* **Things to do**
[1] Answer these questions using the forum thread about Kobe staying with the Lakers:
(a) Which reporter does brazys quote on Kobe staying with the Lakers?
(b) According to Hov, what comes next now that Kobe is staying?
(c) Which team is Starbury03 thankful Kobe is not going to?
[2] Carry on the forum thread about Kobe staying with the Lakers, picking up after its final line.

* **Document text**
|---|
# KOBE's staying with the Lakers



## B_&_B (Feb 19, 2004)

ESPN RADIO just reported it!!!!

DARN IT!!


----------



## Brian34Cook (Mar 26, 2003)

*Kobe's back*

Yessssssssssssssss


----------



## Hov (Aug 12, 2003)

ESPN NEWS JUST REPORTED IT TOO.

I'm SO HAPPY.


Now on to the trial. :no:


----------



## brazys (Jul 17, 2002)

I heard that too.

"Marc Stein reports that Kobe will indeed stay with Lakers".


----------



## Damian Necronamous (Jun 10, 2002)

YES! YES! YES!

When I heard it on ESPNews I literally jumped for joy!

:banana: :vbanana: :banana: :vbanana: :vbanana:


----------



## Cris (Jun 18, 2003)

YEEEEeeeeeeeeeeeeeeeeeeeeeeeeeeeeeeeeeeeeeeeeeeeeeeeeeeeeeeeeeeeeeeeeeeeeeeessssssssssssssssssssssssssssssssssssssssssssssssssssssssss


----------



## Starbury03 (Aug 12, 2003)

:yes: :yes: :yes: :yes: :yes: :yes: :yes: :yes: :yes: :vbanana: :banana: :vbanana: :banana: :vbanana: :banana: :vbanana: :banana: Thank God he isnt going to the Clips.


----------



## Real McCoy (Oct 17, 2003)

So much for Shilly's philosophy on why Kobe was going to be a Clipper, eh Shilly? :laugh:


----------



## Damian Necronamous (Jun 10, 2002)

I take it back what I said, Kobe. **** the Clippers, you're a Laker for life!:yes:

:kissmy:


----------



## Jamel Irief (May 19, 2002)

Wow! What a shocker!


----------



## arenas809 (Feb 13, 2003)

> Originally posted by <b>Damian Necronamous</b>!
> YES! YES! YES!
> 
> When I heard it on ESPNews I literally jumped for joy!
|---|
* **Entries**

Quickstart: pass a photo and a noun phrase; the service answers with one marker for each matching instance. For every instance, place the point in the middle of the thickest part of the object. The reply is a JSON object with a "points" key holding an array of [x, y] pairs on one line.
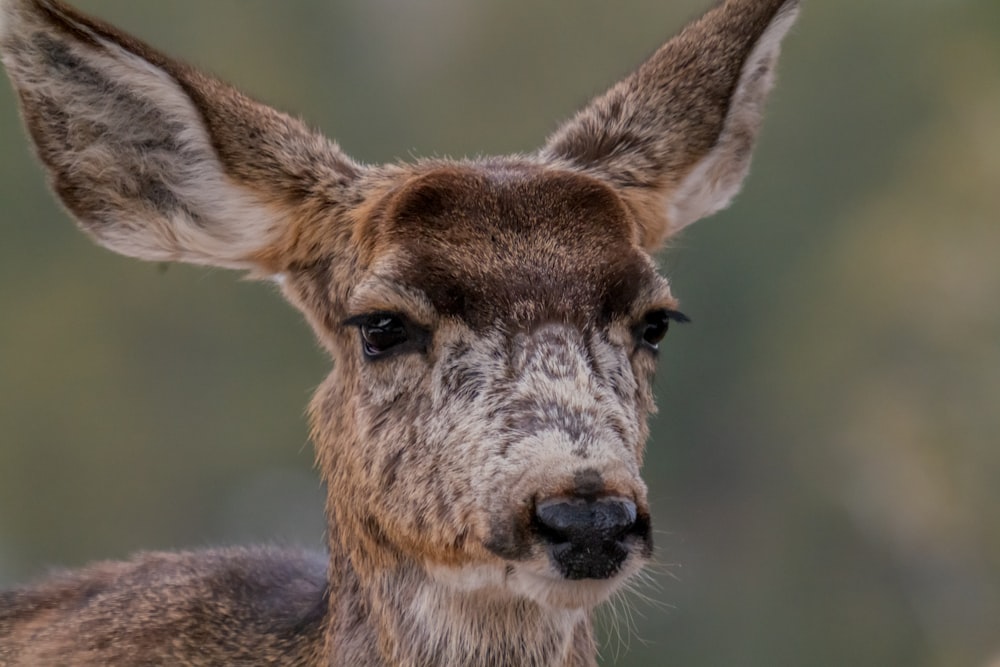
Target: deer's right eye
{"points": [[387, 333]]}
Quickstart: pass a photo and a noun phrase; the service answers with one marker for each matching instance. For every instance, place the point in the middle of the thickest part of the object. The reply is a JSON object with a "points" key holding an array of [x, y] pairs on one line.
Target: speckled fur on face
{"points": [[533, 378]]}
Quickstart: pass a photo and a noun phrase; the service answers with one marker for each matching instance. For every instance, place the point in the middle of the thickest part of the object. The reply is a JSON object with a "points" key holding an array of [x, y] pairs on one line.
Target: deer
{"points": [[493, 325]]}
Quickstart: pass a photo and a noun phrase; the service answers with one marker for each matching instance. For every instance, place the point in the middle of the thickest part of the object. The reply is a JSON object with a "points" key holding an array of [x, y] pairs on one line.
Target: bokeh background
{"points": [[825, 467]]}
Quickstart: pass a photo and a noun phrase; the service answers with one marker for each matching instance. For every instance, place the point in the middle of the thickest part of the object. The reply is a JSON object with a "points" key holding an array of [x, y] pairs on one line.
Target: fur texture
{"points": [[525, 293]]}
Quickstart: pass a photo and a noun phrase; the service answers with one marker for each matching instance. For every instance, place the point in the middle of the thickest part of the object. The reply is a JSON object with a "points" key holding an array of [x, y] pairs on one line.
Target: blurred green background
{"points": [[825, 467]]}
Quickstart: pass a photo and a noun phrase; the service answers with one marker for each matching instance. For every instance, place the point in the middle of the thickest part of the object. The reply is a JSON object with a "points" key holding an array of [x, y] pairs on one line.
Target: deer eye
{"points": [[385, 333], [655, 324]]}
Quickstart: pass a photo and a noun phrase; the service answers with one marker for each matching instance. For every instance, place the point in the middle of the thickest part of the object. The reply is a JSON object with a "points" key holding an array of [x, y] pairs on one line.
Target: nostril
{"points": [[577, 520]]}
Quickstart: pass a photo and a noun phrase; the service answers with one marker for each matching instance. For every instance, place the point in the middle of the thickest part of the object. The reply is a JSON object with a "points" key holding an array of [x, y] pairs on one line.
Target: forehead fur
{"points": [[516, 243]]}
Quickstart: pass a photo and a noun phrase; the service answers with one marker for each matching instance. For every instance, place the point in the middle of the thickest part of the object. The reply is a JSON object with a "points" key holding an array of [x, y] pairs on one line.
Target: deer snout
{"points": [[587, 537]]}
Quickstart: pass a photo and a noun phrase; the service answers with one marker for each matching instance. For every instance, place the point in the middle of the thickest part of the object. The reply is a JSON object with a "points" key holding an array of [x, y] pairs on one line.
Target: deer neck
{"points": [[392, 611]]}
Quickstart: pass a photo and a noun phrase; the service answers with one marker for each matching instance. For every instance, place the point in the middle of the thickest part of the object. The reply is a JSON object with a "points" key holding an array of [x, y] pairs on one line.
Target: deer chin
{"points": [[537, 580]]}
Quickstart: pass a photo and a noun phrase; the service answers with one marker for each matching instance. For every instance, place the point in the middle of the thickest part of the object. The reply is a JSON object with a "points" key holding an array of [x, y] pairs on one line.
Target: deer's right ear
{"points": [[675, 137], [156, 160]]}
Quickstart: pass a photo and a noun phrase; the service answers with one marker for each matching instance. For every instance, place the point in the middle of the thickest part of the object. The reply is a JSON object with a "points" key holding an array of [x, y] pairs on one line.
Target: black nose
{"points": [[586, 536]]}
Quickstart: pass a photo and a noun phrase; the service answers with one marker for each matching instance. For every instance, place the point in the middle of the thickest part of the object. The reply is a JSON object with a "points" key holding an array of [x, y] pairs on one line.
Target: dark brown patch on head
{"points": [[515, 243]]}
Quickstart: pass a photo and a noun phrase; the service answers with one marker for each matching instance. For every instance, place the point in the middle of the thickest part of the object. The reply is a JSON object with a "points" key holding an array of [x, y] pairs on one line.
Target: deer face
{"points": [[494, 361]]}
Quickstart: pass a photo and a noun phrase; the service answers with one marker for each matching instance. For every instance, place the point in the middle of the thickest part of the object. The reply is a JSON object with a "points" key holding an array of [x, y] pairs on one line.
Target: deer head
{"points": [[493, 323]]}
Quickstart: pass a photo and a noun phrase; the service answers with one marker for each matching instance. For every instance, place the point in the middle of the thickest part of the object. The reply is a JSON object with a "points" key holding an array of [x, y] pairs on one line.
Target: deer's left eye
{"points": [[387, 333], [655, 324]]}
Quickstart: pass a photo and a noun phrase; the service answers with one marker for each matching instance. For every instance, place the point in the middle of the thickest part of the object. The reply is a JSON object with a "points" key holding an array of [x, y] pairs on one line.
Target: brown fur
{"points": [[525, 283]]}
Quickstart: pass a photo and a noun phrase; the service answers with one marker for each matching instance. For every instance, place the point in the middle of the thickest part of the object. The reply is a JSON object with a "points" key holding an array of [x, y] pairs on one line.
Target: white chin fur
{"points": [[538, 582]]}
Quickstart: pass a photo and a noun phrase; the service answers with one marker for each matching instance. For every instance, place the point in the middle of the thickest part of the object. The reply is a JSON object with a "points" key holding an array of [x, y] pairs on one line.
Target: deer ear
{"points": [[156, 160], [675, 137]]}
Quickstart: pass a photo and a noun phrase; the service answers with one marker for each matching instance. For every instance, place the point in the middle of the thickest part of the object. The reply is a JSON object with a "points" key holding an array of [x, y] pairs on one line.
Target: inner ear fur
{"points": [[158, 161]]}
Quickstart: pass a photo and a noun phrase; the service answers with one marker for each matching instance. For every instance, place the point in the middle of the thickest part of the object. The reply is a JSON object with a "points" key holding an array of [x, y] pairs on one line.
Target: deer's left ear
{"points": [[675, 137]]}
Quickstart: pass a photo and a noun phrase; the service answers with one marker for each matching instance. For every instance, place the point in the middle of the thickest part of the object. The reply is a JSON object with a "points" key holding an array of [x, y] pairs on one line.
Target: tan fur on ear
{"points": [[154, 159], [675, 137]]}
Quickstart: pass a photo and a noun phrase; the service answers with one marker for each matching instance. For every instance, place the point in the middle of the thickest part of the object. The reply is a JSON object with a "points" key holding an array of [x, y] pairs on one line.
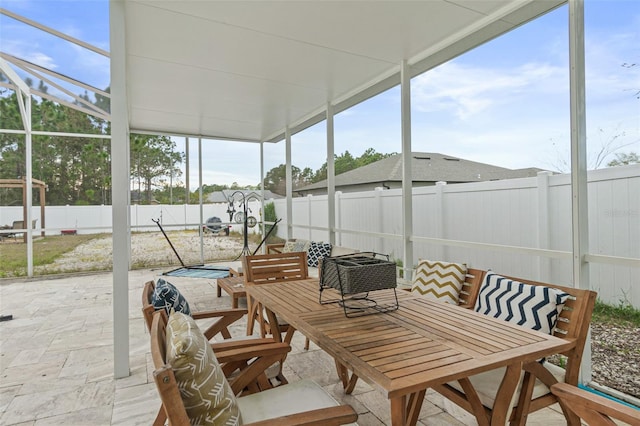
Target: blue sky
{"points": [[505, 103]]}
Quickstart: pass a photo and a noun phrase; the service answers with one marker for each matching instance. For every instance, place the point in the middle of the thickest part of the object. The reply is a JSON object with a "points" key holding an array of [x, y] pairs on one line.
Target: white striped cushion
{"points": [[532, 306], [441, 281]]}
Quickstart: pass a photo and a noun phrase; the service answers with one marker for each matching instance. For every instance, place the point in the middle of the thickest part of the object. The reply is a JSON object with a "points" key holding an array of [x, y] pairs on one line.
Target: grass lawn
{"points": [[45, 251]]}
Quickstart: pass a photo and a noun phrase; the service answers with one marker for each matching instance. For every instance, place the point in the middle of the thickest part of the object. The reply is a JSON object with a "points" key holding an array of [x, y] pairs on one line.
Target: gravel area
{"points": [[615, 349], [149, 249], [615, 356]]}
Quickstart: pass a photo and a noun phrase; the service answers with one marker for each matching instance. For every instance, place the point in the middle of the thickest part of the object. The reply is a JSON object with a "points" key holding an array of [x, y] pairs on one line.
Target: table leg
{"points": [[505, 393], [406, 409], [348, 382]]}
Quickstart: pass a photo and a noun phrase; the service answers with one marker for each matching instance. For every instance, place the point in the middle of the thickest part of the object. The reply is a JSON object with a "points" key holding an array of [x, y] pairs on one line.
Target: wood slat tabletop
{"points": [[421, 344]]}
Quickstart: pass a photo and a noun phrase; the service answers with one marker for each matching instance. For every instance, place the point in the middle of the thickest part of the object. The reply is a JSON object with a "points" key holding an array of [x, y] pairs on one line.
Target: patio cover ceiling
{"points": [[246, 70]]}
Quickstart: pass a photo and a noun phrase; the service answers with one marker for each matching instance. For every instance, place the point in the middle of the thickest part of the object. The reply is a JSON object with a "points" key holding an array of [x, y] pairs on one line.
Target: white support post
{"points": [[407, 184], [200, 230], [120, 190], [331, 176], [28, 184], [186, 174], [264, 226], [310, 216], [440, 214], [289, 178], [579, 202], [379, 219], [339, 217], [544, 263]]}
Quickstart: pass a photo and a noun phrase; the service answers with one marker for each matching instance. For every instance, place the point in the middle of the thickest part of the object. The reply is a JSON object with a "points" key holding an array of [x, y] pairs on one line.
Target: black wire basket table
{"points": [[355, 276]]}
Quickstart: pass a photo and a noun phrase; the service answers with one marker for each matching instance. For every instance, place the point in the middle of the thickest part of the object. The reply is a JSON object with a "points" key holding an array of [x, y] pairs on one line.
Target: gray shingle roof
{"points": [[224, 195], [426, 167]]}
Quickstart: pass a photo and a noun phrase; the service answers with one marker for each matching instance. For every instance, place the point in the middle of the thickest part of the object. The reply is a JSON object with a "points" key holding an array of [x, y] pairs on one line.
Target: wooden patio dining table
{"points": [[404, 352]]}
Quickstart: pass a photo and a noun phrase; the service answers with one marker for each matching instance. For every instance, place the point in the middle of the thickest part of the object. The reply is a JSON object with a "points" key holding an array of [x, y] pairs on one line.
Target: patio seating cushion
{"points": [[303, 395], [205, 392], [167, 296], [295, 245], [440, 281], [532, 306], [317, 251]]}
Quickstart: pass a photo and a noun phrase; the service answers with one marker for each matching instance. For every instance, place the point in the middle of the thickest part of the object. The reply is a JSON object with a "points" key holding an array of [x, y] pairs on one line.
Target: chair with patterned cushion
{"points": [[594, 409], [193, 387], [448, 282], [272, 268], [172, 298], [562, 311]]}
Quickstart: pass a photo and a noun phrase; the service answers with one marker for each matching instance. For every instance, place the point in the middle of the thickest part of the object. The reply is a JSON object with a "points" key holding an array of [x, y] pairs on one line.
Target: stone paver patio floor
{"points": [[56, 358]]}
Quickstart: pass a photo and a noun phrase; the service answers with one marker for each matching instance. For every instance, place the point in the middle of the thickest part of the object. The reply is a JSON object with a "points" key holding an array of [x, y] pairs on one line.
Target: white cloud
{"points": [[466, 91]]}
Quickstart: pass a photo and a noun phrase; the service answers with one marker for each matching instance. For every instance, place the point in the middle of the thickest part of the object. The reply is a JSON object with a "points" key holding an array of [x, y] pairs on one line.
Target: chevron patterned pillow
{"points": [[316, 252], [532, 306], [167, 296], [441, 281], [205, 392]]}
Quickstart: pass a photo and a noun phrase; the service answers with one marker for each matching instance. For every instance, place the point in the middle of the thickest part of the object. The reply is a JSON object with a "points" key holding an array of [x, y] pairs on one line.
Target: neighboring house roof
{"points": [[224, 195], [426, 167]]}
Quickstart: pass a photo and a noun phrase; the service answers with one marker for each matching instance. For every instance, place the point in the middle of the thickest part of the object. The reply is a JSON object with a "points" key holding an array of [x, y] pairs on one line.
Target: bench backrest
{"points": [[573, 323], [471, 288], [277, 267]]}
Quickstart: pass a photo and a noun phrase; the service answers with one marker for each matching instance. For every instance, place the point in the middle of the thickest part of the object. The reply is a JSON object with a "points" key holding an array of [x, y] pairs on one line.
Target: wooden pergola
{"points": [[22, 183]]}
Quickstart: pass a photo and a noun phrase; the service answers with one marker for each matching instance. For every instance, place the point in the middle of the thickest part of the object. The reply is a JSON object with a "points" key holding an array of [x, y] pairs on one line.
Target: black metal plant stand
{"points": [[245, 249]]}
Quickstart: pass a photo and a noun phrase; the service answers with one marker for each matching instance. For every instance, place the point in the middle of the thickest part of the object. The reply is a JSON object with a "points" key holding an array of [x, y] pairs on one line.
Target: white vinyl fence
{"points": [[97, 219], [518, 227]]}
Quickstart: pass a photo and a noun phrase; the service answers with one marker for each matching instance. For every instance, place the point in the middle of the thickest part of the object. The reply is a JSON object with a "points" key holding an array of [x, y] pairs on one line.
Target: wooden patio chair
{"points": [[220, 326], [272, 268], [223, 318], [534, 392], [594, 409], [300, 403]]}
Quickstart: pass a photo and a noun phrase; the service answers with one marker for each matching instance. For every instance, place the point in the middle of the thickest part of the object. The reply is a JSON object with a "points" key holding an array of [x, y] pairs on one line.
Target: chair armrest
{"points": [[331, 416], [225, 317], [252, 363], [275, 248], [593, 408], [235, 344], [249, 352]]}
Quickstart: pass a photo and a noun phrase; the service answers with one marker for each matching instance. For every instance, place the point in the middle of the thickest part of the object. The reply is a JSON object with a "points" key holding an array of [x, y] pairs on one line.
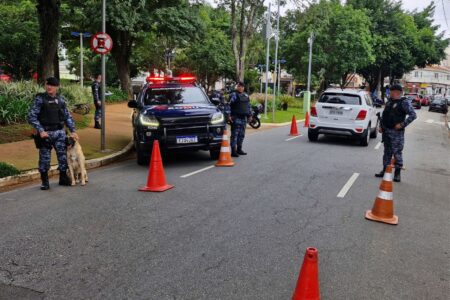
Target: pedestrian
{"points": [[48, 115], [96, 94], [393, 124], [239, 112]]}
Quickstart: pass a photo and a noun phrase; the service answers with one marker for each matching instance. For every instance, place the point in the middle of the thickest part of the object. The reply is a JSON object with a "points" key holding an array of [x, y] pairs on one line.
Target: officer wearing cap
{"points": [[393, 124], [239, 112], [96, 94], [48, 115]]}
|---|
* **Response list**
[1]
(a) Marc Stein
(b) The trial
(c) The Clippers ("the Clips")

[2]
> ...


Did you jump for joy before or after you said F'U Kobe?

It will be great to read your comments during the season again, especially when you're damning Kobe for getting rid of Shaq and Phil and the results are not as good.

Congrats to you guys, I'm not "hatin", just hate to see that some of your fans are fairweather hypocrites.


----------



## Real McCoy (Oct 17, 2003)

> Originally posted by <b>Damian Necronamous</b>!
> YES! YES! YES!
> 
> When I heard it on ESPNews I literally jumped for joy!
> ...


You have got to be the most fickle person on the planet. First you are cursing Kobe, now you are literally jumping for joy. This is why they give Ritalin to children now.


----------



## Locke (Jun 16, 2003)

WOOOOOOO! :woot:

I'm just glad to get this over with.


----------



## Brian34Cook (Mar 26, 2003)

> Originally posted by <b>Jamel Irief</b>!
> Wow! What a shocker!


I know, isnt it?


----------



## arenas809 (Feb 13, 2003)

> Originally posted by <b>Damian Necronamous</b>!
> I take it back what I said, Kobe. **** the Clippers, you're a Laker for life!:yes:
> 
> :kissmy:


Pathetic.

Show some class.


----------



## Cris (Jun 18, 2003)




----------



## U reach. I teach (May 24, 2003)

NOT GUILTY DAMIT!!!




:joke:


----------



## Fracture (Mar 31, 2004)

No surprise.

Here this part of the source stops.